What is required:
Rewrite the rows from the line containing "Task: mark one point on every instance of the fish" through the end, replacing "tail fin" with "caudal fin" and leaving everything else unchanged.

* begin Supplied records *

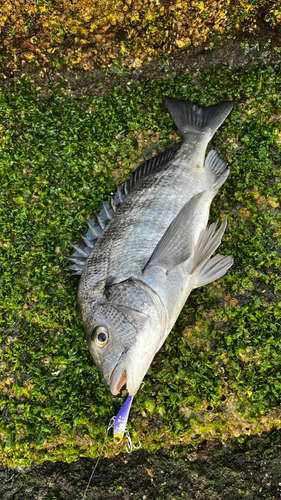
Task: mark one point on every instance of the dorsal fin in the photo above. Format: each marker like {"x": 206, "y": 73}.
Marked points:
{"x": 110, "y": 207}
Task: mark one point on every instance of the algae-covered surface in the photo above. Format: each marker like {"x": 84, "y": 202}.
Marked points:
{"x": 218, "y": 374}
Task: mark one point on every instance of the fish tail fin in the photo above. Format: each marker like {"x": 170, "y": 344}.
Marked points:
{"x": 189, "y": 117}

* end Supplied records *

Output of the exercise:
Task: mark one point on every instance of the fish caudal fin in the photo above. Format: each marker like {"x": 170, "y": 344}.
Marked points:
{"x": 189, "y": 117}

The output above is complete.